The above photographs show how dramatically a glacier on Mt Stanley has retreated over the last century. But even more alarming is how much the West Stanley Glacier has vanished in just the last ten years alone. If you want to see Africa’s last glaciers for yourself, you genuinely need to come soon. Many scientists believe they could disappear entirely within the next decade.

The descent from Weismann’s peak follows a distinctly worn rock pathway past small ponds and larger lakes. The cliffs surrounding the valley almost looked geometric at times, before the trail disappeared once again into deep rock ravines that funnel water from the highest lakes down to the flatlands.

Whenever the valleys opened up, the scenery became almost absurdly dramatic. Jagged cliffs with water flowing down them rose above the lakes, and giant plants filled the valley floor. At times, it felt less like hiking through Africa and more like wandering through the set of a science fiction film.

> **TASK INSTRUCTIONS**: Reproduce the part of the glacier passage starting with "The above photographs" and going on through "the next decade.", but change "Mt Stanley" to "Mount Stanley". The data that comes next is not needed here.

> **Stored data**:
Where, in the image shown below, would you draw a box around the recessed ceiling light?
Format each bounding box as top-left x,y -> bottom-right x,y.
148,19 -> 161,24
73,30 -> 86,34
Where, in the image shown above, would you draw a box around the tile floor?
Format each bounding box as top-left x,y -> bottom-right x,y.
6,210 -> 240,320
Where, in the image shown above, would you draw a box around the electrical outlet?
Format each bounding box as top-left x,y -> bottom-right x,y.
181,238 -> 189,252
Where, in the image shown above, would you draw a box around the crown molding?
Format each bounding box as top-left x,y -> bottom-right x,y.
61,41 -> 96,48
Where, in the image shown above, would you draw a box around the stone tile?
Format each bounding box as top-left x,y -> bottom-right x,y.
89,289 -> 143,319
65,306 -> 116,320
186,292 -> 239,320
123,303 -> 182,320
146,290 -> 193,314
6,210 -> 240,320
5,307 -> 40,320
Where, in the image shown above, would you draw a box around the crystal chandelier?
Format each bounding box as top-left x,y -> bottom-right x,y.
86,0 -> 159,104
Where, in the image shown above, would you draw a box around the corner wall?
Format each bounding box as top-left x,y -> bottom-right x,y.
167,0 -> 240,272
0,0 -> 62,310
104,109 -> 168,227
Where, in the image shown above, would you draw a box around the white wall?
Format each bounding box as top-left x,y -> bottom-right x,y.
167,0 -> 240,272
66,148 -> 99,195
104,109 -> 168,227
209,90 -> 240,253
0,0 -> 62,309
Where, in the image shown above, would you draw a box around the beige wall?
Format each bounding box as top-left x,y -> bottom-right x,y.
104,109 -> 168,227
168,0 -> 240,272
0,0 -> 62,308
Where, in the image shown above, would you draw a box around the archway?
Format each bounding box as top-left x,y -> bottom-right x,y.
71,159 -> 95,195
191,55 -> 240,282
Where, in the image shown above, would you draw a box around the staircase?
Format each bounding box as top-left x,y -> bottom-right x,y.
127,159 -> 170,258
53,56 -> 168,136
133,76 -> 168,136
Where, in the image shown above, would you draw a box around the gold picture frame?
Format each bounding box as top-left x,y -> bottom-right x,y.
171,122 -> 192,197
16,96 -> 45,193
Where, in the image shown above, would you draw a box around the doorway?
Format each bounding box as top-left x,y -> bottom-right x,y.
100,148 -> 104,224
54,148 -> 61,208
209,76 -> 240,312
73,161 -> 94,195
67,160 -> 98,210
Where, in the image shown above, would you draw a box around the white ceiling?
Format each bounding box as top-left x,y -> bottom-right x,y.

> **ANSWER BOX**:
The above photographs show how dramatically a glacier on Mount Stanley has retreated over the last century. But even more alarming is how much the West Stanley Glacier has vanished in just the last ten years alone. If you want to see Africa’s last glaciers for yourself, you genuinely need to come soon. Many scientists believe they could disappear entirely within the next decade.